##### Extrait choisi
Les mauvaises nouvelles, sur le plan démocratique, s’amoncèlent. Mais le National Communication Committee (dont l’objectif est de démontrer que Maurice demeure un exemple dans la lutte contre le Covid-19) ou le Government Information Service (qui censure les questions embarrassantes de la presse indépendante) n’en parleront pas.
En fin de semaine dernière, l’on prenait connaissance du V-Dem Report des Suédois (voir texte ci-contre), qui classe désormais Maurice dans la liste des Top 10 «Autocratising Countries» (nous passons de «Liberal Democracy» à «Electoral Democracy»). En jargon plus simple, nous sommes perçus par ceux qui font des études comparatives sur les différents systèmes démocratiques de par le monde comme étant un pays qui ne fait qu’organiser des élections chaque cinq ans, avec peu ou prou d’institutions indépendantes, capables d’assurer les «checks and balances» critiques au fonctionnement d’une démocratie au jour le jour. «Blatant examples are Parliament, non-respect of political opponents, an ineffectual state, non-independent anticorruption bodies, function of the central bank and the list goes on (...) as a matter of fact, Mauritius has registered a 0,23 drop in the last decade – an important swing», explique l’un des Democracy Scholars qui suivent notre pays de près, depuis qu’on a raflé la première place au tableau de Mo Ibrahim en Afrique.
Hier matin, on s’est réveillé avec une autre mauvaise nouvelle : après la liste grise du GAFI et la liste noire de l’Union européenne, Maurice figure désormais sur la nouvelle liste britannique des High-Risk Third Countries (voir en page 6). Donc, après les pays européens et l’Inde, la juridiction mauricienne sera soumise à une «enhanced due diligence» en Grande-Bretagne.
Si le gouvernement réalise que ces indicateurs démocratiques, économiques et financiers sont sérieux, alors il devrait prendre des actions pour y remédier sans tarder, et arrêter de se livrer à des actes anti-démocratiques.
##########
##### Données fournies
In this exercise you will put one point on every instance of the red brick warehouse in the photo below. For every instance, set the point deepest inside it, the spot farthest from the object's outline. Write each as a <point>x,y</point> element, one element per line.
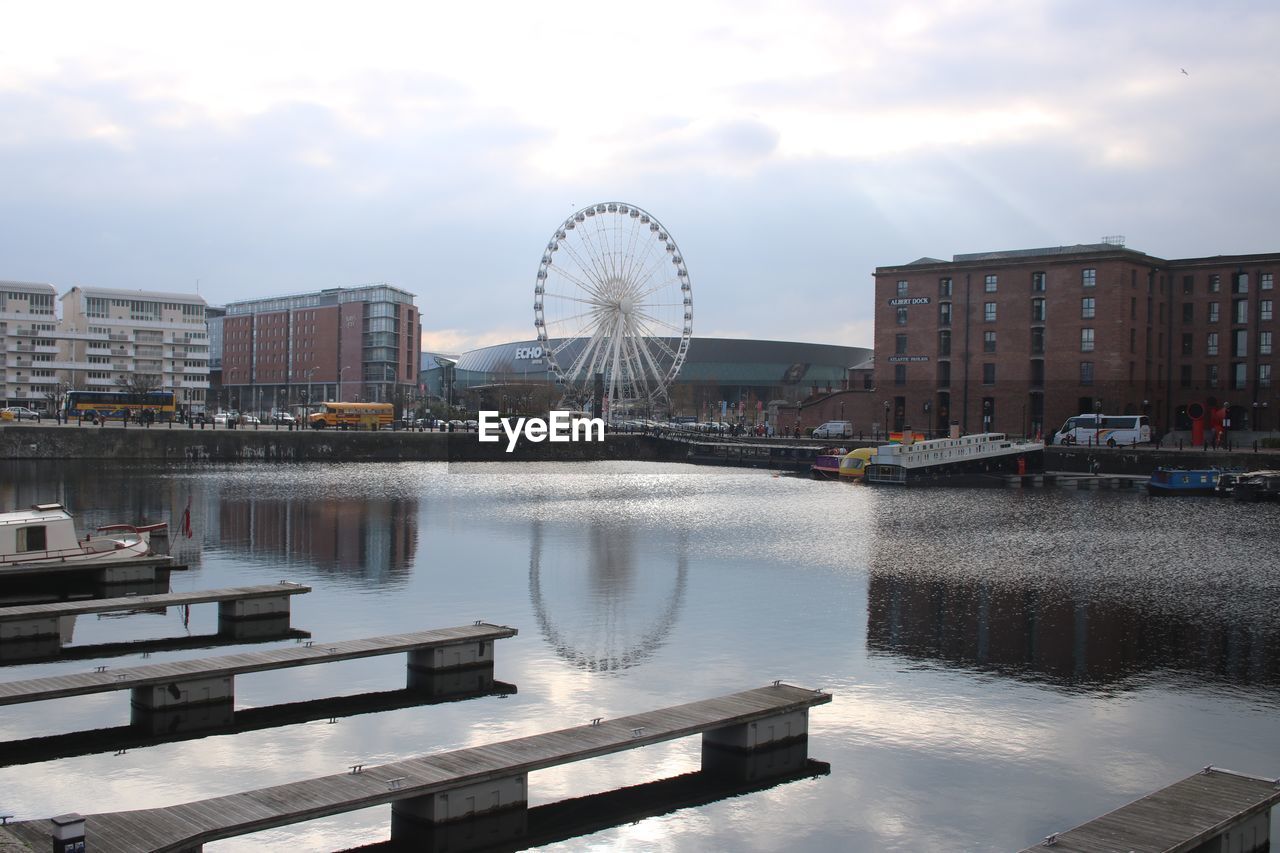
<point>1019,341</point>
##########
##### Données fournies
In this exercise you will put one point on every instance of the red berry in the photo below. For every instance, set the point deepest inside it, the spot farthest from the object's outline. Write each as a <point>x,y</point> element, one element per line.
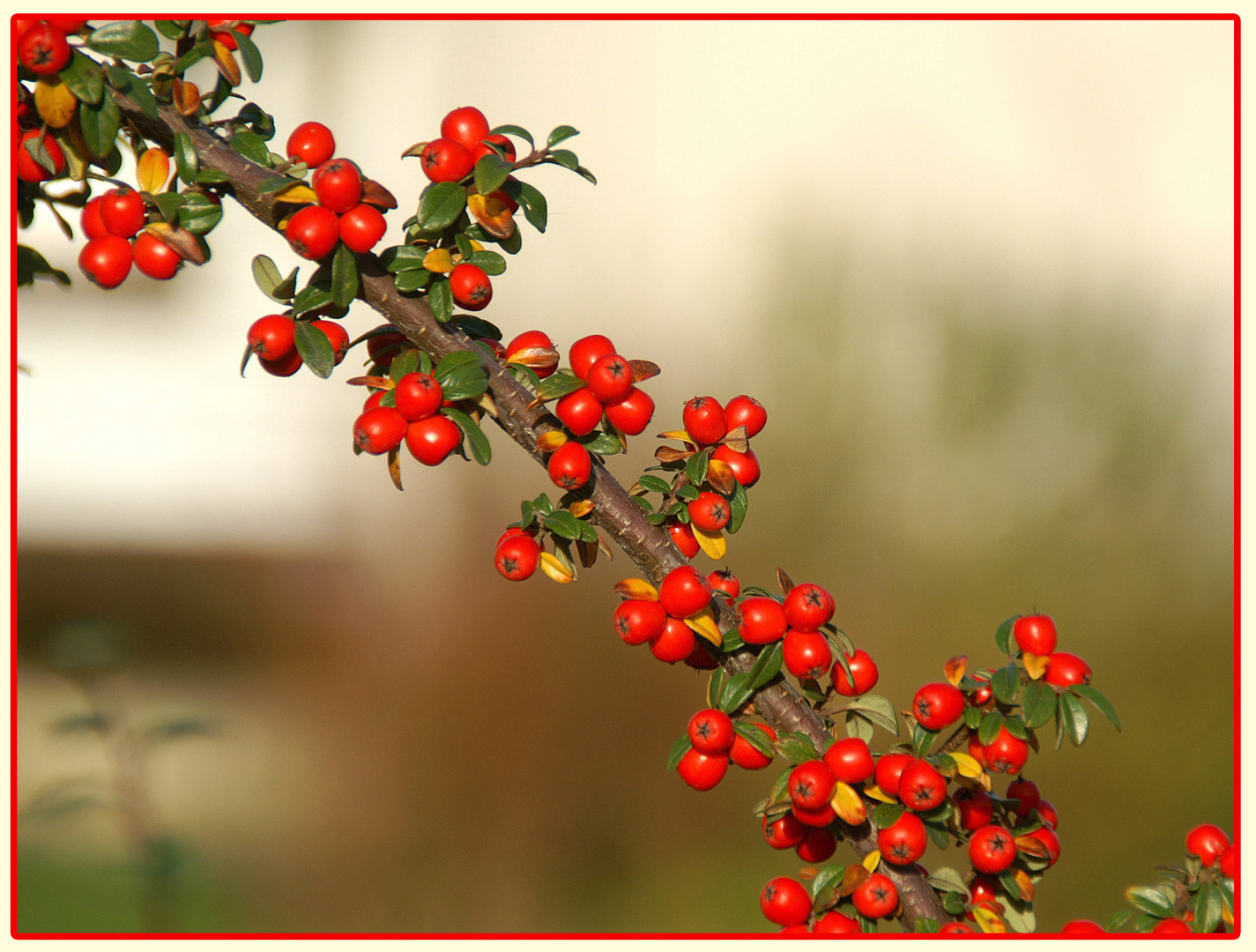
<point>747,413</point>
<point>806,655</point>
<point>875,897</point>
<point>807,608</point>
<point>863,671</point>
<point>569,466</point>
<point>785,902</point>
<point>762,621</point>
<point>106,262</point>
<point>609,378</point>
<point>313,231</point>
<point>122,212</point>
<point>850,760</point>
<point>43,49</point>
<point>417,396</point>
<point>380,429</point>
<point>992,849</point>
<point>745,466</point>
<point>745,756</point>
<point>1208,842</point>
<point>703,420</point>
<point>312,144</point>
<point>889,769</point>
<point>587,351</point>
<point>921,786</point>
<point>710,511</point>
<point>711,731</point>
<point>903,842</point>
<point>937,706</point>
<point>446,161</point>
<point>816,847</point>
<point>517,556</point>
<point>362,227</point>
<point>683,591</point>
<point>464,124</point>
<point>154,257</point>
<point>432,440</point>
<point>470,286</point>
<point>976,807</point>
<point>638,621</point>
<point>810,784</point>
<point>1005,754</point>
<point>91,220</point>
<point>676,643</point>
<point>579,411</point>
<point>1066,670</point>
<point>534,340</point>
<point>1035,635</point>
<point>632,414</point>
##########
À compléter:
a: Réécrivez le passage de l'extrait sur Maurice compris entre « Si le gouvernement » et « des actes anti-démocratiques. », bornes incluses, en remplaçant « sans tarder » par « immédiatement ».
b: D'après l'extrait sur Maurice, sur quelle nouvelle liste britannique le pays figure-t-il désormais ?
c: Poursuivez l'extrait sur Maurice au-delà de sa dernière phrase.

Réponses à l'exercice:
a:
Si le gouvernement réalise que ces indicateurs démocratiques, économiques et financiers sont sérieux, alors il devrait prendre des actions pour y remédier immédiatement, et arrêter de se livrer à des actes anti-démocratiques.

b: Sur la liste britannique des High-Risk Third Countries.

c:
Et l’on devrait ouvrir tous les dossiers au directeur de l’Audit afin que celui-ci puisse compléter son rapport sur les dépenses liées aux Emergency Procurements et au projet Safe City. L’ICAC devrait aider l’Audit à combattre la fraude et la corruption, et non pas protéger les pourris du régime, qui font fortune avec l’argent public.
Enfin, le gouvernement, au lieu de décorer le speaker, devrait arrêter de l’utiliser contre les politiciens élus de l’opposition. La sanction démesurée prise par ce nominé politique, non-élu, contre les… premiers élus des circonscriptions nos18, 19 et 20, nommément Arvin Boolell, Paul Bérenger et Rajesh Bhagwan, n’est ni plus ni moins une forme de dictature parlementaire, qui nous fait perdre d’autres points sur les indices internationaux.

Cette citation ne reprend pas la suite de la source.